_Выбранный отрывок_.
"""
Андрей Фесенко - Русский язык при Советах
В то время как М. Горький, говоря о необходимости следить за чистотой языка, имеет в виду распространение большевизма за рубежами СССР, уже упоминавшийся нами выше А. Чивилихин столь же откровенно говорит о необходимости «чистки» языка как одного из орудий влияния большевистской партии внутри Советского Союза:
«Борьба за чистоту, выразительность, изобразительную силу, красочность и богатство языка наших произведений и тем самым участие в дальнейшем совершенствовании языка – вот задача писателей, непосредственно связанная с трудами товарища Сталина о языке. Конечно, следует помнить, что совершенный язык нужен нам не вообще, а для наиболее достойного воплощения в своих произведениях образов советских людей, для наиболее совершенного выражения наших идей» (стр. 169).
Однако задолго до А. Чивилихина, выполнившего партийный заказ, о «борьбе за чистоту» довольно пессимистически, но одновременно и весьма убедительно, высказался Е. Поливанов («За марксистское языкознание», стр. 164):
«Вообще мне представляется довольно сомнительной борьба с каким-либо языковым (в коллективной языковой психике существующим, разумеется) явлением, имеющим внеязыковую причину, если борьба эта не обращена вместе с тем на искоренение этой причины данного явления».
Несомненно, что пестрота и засоренность языка в первые десятилетия после Революции в какой-то мере обусловливались и теоретическими положениями советского языкознания, возглавлявшегося тогда акад. Н. Марром. Признание классовости языка и рассмотрение местных диалектов как прямых потомков самостоятельных племенных языков способствовали укоренению взгляда на общий язык как на фикцию или, в лучшем случае, как на конгломерат разрозненных классовых, профессиональных и территориальных диалектов.
Хотя акад. Н. Марр уделял очень мало внимания проблемам современного языка, всё же в одном высказывании, посвященном языку советского периода, он уверяет в существовании сдвига «на новую ступень стадиального развития человеческой речи, на путь революционного творчества и созидания нового языка» (Избранные работы, т. II, стр. 375).
Замечание акад. Марра остается только теоретическим домыслом, ибо ни разговорный, ни литературный русский язык при советах не могли структурно так измениться, чтобы уместно было говорить о какой-либо новой стадии. Но если кое-что и изменилось в облике русского языка советского периода, то большевики, избравшие в последнее время курс ура-патриотизма, стали призывать к очищению языка от обычной для революции накипи, лицемерно ссылаясь на традиции классиков.
"""
_Предоставленные данные_.
"""
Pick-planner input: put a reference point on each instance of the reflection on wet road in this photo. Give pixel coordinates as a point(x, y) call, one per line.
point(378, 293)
"""
_Задание A_.
Ответьте по отрывку о русском языке при Советах на три вопроса, пометив ответы так же:
(i) Кто возглавлял советское языкознание в первые десятилетия после Революции?
(ii) Из какой работы и с какой страницы приведена цитата Е. Поливанова?
(iii) На какой странице находится приведенная цитата А. Чивилихина?
_Задание B_. Перескажите в виде краткого списка абзац отрывка о русском языке при Советах, начинающийся словами «Несомненно, что пестрота и засоренность языка», сохранив его основные факты.
_Задание C_. Скопируйте без изменений часть отрывка о русском языке при Советах, которая начинается словами, содержащими "Замечание акад. Марра", и заканчивается словами "на традиции классиков.".

_Полный ответ A_.
(i) Академик Н. Марр.
(ii) Из работы «За марксистское языкознание», стр. 164.
(iii) На странице 169.

_Полный ответ B_.
- В первые десятилетия после Революции пестрота и засоренность языка отчасти обусловливались теоретическими положениями советского языкознания.
- Это языкознание возглавлял тогда акад. Н. Марр.
- Классовость языка признавалась, а местные диалекты рассматривались как прямые потомки самостоятельных племенных языков.
- Это способствовало взгляду на общий язык как на фикцию или, в лучшем случае, как на конгломерат разрозненных классовых, профессиональных и территориальных диалектов.

_Полный ответ C_.
Замечание акад. Марра остается только теоретическим домыслом, ибо ни разговорный, ни литературный русский язык при советах не могли структурно так измениться, чтобы уместно было говорить о какой-либо новой стадии. Но если кое-что и изменилось в облике русского языка советского периода, то большевики, избравшие в последнее время курс ура-патриотизма, стали призывать к очищению языка от обычной для революции накипи, лицемерно ссылаясь на традиции классиков.